>> START EXCERPTED RECORDS
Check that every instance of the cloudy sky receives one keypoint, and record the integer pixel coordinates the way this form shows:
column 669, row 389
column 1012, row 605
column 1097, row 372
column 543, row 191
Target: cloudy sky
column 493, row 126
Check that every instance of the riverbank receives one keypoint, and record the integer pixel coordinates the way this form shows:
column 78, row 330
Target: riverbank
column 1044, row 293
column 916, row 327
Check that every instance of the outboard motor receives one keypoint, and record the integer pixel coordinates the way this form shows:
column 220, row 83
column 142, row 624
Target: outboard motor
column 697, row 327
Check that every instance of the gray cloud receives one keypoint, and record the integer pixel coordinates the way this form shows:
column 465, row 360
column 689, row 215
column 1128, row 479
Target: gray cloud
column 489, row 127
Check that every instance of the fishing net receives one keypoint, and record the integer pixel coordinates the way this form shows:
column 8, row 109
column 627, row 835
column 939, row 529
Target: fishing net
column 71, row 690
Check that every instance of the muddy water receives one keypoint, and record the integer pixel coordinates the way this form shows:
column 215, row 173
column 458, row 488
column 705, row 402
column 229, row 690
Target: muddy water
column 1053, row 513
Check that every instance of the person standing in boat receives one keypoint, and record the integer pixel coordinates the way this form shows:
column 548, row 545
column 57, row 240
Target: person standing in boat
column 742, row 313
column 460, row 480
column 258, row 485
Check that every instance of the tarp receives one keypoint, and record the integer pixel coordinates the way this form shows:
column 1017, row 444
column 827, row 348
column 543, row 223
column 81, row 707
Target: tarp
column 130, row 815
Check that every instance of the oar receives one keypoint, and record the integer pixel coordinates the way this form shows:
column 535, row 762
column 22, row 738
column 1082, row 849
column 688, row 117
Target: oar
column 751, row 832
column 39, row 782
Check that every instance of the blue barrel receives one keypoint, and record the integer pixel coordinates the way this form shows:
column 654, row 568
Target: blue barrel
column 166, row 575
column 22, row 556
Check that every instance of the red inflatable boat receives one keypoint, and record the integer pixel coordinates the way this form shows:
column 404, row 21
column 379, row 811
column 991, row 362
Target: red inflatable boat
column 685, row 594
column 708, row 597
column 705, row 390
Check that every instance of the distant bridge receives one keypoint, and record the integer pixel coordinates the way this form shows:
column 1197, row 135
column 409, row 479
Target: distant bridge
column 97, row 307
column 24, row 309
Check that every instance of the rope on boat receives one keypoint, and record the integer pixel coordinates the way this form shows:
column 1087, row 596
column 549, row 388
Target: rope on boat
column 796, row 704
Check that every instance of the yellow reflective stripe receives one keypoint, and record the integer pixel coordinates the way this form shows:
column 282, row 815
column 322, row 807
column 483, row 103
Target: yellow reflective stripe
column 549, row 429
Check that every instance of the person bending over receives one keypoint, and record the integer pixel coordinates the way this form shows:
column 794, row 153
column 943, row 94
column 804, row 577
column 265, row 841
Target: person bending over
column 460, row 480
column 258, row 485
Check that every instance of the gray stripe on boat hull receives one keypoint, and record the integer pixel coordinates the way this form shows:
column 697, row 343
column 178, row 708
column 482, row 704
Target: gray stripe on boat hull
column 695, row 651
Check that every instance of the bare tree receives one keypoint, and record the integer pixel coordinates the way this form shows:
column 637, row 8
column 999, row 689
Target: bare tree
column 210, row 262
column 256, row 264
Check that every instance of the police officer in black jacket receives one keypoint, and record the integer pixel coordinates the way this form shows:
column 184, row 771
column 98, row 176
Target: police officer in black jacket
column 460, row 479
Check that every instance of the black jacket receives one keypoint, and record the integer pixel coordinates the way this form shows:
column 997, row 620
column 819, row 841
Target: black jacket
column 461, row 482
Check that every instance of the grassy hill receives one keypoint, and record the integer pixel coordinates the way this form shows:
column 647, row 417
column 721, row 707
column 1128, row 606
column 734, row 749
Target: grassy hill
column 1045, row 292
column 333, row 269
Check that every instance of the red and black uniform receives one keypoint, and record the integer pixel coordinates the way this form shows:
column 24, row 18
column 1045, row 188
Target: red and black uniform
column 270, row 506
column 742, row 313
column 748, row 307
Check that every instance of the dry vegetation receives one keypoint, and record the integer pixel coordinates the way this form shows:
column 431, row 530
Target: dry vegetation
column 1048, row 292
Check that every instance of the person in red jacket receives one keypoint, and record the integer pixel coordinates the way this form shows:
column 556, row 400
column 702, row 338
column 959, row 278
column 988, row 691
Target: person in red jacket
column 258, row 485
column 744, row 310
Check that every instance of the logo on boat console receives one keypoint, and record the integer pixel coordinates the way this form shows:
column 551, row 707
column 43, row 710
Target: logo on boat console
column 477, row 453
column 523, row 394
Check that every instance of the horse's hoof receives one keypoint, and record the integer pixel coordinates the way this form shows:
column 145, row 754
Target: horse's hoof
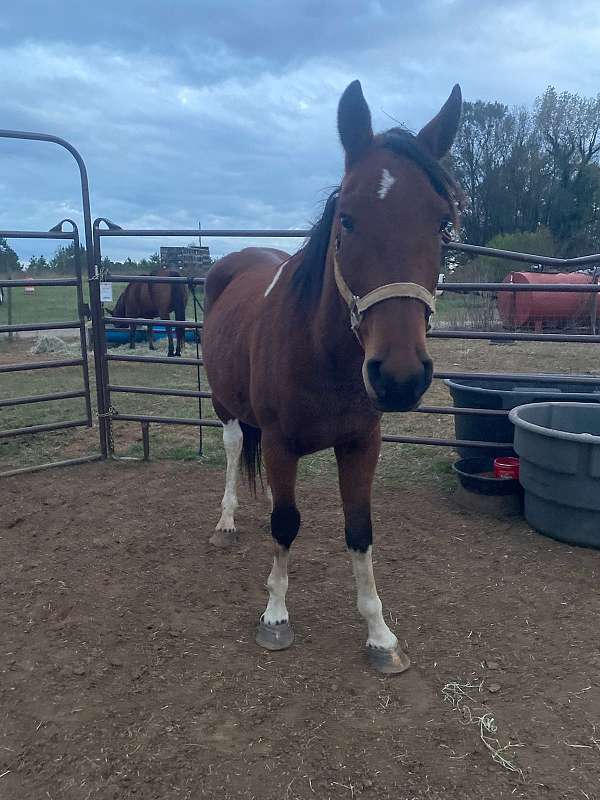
column 274, row 637
column 389, row 662
column 224, row 539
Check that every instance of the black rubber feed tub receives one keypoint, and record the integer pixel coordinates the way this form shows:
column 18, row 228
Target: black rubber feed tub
column 482, row 493
column 494, row 394
column 559, row 450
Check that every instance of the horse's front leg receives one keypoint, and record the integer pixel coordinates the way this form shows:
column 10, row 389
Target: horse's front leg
column 274, row 631
column 356, row 467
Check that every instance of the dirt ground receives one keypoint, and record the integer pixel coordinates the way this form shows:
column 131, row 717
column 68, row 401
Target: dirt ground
column 129, row 668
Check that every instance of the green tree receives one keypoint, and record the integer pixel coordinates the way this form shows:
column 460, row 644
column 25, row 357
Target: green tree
column 63, row 261
column 9, row 261
column 495, row 270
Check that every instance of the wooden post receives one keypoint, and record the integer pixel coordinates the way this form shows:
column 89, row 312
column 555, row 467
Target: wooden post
column 146, row 440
>> END EXCERPTED RECORDS
**SET TASK**
Set down again, word for word, the lines above from the line with "Check that every instance of the green" to the line with "column 495, row 270". Include both of those lines.

**ANSWER IN FULL**
Check that every instance of the green tree receives one keypoint, and record the integer pixel coordinates the way this form shows:
column 460, row 644
column 25, row 357
Target: green tree
column 63, row 261
column 9, row 261
column 495, row 270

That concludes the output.